> EXERCISE
Below is a listing. Quote from it, exactly, the lines from the one containing "point like [375,124]." down to the one containing "point like [230,191].", both ends included, and nothing else.

=== Begin Enclosure ===

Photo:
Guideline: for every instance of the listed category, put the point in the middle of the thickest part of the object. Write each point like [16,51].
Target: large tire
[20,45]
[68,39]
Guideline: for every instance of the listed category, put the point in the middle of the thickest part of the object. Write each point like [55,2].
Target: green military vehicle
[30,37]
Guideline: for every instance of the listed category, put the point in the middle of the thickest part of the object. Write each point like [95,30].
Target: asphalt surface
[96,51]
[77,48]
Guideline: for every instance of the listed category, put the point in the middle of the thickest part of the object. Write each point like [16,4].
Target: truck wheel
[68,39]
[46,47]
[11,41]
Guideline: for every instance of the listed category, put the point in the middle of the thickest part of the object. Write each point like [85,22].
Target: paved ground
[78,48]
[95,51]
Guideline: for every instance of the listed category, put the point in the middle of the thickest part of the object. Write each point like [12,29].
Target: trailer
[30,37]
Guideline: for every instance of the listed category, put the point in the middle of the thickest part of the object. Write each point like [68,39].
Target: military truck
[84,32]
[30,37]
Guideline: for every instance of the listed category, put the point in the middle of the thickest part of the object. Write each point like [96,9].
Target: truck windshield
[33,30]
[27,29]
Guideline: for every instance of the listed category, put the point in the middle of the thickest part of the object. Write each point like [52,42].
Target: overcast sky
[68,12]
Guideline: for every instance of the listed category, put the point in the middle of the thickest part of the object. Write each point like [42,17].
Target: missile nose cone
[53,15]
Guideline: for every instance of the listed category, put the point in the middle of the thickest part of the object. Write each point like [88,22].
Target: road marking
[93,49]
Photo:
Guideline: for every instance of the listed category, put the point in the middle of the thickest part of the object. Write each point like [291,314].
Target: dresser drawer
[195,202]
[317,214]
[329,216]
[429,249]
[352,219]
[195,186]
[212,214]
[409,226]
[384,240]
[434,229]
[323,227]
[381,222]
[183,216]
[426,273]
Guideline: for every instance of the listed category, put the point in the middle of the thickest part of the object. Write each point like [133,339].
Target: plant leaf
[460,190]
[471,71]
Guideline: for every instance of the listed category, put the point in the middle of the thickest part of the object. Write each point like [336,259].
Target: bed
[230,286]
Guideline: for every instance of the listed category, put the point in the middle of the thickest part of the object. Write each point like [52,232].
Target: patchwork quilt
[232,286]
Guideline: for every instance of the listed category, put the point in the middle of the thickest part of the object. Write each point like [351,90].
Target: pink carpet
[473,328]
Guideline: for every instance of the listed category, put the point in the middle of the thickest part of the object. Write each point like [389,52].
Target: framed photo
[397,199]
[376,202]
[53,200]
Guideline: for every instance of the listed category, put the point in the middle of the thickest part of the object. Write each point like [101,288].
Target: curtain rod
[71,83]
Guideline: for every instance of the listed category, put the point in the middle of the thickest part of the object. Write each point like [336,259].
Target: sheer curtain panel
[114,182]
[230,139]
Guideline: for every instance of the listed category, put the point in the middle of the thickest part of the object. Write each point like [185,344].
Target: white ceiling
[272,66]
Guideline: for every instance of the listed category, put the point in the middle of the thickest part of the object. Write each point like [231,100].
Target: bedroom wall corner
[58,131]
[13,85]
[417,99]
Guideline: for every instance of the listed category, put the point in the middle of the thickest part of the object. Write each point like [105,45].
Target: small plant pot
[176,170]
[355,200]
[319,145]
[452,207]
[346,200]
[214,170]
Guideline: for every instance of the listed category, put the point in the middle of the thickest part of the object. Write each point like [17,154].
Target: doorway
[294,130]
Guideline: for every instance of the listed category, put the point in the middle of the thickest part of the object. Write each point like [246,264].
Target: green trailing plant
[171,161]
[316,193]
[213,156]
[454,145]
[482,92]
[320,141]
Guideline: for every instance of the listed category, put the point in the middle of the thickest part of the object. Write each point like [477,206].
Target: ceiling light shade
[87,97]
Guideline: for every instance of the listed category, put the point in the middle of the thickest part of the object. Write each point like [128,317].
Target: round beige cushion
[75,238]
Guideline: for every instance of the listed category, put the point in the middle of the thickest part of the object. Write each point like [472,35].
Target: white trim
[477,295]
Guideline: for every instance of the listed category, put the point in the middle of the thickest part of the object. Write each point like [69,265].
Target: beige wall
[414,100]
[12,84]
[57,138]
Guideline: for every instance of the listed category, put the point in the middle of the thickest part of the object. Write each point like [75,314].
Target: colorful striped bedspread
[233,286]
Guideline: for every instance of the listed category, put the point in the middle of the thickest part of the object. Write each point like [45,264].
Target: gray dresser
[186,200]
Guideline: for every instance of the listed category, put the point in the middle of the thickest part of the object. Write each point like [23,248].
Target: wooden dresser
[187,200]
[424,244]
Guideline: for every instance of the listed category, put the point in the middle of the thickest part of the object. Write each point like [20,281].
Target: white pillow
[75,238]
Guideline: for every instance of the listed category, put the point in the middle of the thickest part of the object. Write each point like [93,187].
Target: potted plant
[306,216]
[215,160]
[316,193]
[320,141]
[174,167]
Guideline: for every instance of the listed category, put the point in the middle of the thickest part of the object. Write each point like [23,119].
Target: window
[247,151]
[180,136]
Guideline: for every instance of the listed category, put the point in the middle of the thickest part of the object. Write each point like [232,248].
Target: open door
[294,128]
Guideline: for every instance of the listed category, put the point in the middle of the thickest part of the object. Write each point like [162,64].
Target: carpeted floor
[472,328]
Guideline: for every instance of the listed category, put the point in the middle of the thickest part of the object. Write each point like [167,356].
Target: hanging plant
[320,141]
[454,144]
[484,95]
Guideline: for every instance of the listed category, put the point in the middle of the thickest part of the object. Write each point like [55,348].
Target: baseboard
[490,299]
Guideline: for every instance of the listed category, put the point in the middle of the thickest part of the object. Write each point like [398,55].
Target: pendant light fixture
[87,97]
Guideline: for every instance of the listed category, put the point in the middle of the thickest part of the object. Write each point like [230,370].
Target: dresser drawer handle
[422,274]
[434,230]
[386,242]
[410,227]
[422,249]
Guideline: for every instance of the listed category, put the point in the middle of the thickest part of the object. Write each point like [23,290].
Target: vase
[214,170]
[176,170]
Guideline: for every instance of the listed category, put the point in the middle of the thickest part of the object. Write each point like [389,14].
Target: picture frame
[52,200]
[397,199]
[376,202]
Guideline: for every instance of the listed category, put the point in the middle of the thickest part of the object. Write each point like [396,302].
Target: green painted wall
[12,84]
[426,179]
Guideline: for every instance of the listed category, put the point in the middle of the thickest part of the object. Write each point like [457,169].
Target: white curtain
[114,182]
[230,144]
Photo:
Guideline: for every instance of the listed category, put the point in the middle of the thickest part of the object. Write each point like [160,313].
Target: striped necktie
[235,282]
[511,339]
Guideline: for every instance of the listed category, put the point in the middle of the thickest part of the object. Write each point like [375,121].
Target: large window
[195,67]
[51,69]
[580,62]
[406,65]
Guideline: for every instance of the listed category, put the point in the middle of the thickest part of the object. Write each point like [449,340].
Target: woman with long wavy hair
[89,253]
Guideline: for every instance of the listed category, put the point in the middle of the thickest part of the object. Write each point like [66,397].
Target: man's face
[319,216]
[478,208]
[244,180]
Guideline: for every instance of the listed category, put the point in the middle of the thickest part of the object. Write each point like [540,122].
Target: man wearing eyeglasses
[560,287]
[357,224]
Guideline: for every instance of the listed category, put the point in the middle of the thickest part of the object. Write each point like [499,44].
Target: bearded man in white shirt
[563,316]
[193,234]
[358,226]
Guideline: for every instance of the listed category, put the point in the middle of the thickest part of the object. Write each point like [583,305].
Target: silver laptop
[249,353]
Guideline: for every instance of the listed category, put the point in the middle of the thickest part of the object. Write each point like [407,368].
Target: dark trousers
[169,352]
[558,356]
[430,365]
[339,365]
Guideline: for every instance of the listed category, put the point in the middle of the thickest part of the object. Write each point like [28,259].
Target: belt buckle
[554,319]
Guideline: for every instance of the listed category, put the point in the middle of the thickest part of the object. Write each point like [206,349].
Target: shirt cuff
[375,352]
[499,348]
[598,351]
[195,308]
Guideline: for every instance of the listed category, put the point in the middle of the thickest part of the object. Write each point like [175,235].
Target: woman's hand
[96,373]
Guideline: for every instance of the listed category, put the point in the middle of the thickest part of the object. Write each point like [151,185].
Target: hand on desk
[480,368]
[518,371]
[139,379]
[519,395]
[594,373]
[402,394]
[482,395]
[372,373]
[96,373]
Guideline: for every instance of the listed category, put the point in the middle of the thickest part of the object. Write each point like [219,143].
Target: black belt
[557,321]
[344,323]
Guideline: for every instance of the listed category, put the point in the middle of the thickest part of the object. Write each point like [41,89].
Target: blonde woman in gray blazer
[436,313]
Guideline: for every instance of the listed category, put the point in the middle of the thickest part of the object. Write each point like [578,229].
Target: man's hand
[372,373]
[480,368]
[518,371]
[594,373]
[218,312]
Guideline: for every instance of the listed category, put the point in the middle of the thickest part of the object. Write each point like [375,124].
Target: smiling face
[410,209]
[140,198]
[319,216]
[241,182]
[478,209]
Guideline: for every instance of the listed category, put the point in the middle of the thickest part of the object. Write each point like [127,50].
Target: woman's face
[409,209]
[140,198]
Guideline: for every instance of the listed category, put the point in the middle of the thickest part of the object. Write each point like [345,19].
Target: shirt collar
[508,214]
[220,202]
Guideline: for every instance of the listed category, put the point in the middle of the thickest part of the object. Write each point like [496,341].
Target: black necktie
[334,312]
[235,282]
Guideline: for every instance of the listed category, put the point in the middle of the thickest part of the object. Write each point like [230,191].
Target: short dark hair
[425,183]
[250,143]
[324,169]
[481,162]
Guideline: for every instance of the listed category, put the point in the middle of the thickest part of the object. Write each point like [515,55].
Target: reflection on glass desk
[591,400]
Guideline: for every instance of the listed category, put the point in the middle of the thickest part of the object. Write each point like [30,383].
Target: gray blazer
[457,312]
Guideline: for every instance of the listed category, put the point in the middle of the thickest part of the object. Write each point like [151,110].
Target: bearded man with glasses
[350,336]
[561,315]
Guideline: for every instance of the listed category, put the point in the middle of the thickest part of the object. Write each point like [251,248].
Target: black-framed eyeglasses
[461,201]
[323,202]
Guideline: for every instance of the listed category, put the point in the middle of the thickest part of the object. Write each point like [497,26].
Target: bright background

=== End Enclosure ===

> SOLUTION TO THIS PROBLEM
Guideline: for every instance of the listed category, put the point in the middle of the thickest part of the object. Write each point like [375,124].
Target: smiling face
[410,209]
[140,198]
[319,216]
[241,182]
[478,209]
Guideline: for every instance of the listed category, put the point in the middle of the thickest part of the object. Write each point like [127,50].
Target: woman's face
[409,209]
[140,198]
Guideline: for every instance of the listed category, put the point in the middle of the thickest part of the object. Write each point like [345,19].
Target: shirt collar
[508,214]
[220,202]
Guideline: for every instance of the listed category, put the point in the middle of the thickest part of the object. Write each point like [496,341].
Target: black necktie
[334,312]
[235,282]
Guideline: for every instance of the listed category, put the point in the middle of the thickest part of the object. Write each point like [230,191].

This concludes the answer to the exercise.